Each entry below must come back exactly as written, without its pictures.

= Beginning of Section =

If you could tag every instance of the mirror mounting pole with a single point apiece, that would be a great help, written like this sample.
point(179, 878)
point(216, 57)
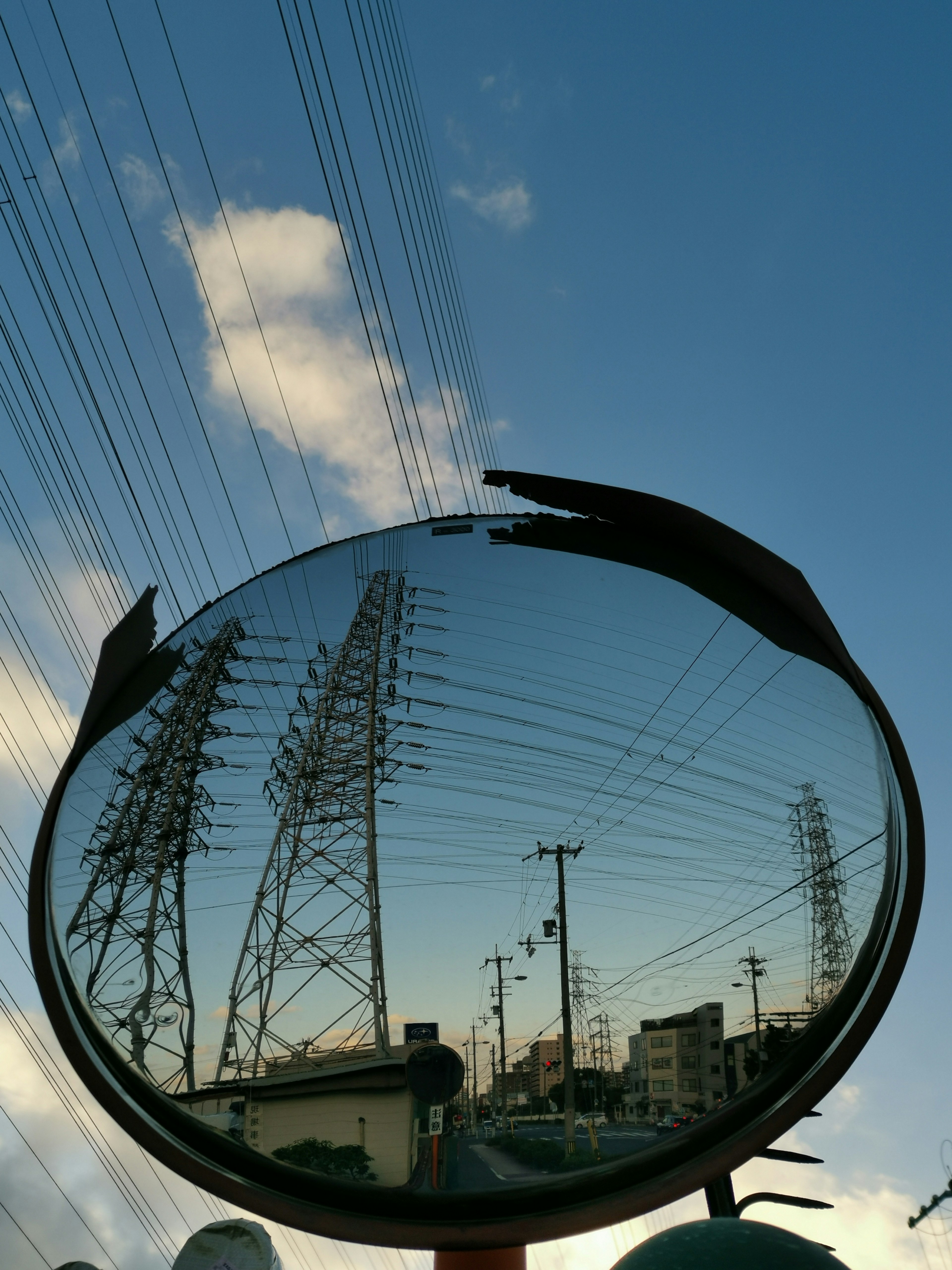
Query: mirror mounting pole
point(720, 1198)
point(482, 1259)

= End of Section =

Result of this task.
If you could tag every instance of the mirror mounting pole with a single point apiece, that would be a great help, written like this sample.
point(179, 878)
point(216, 57)
Query: mirror mounting pole
point(720, 1198)
point(482, 1259)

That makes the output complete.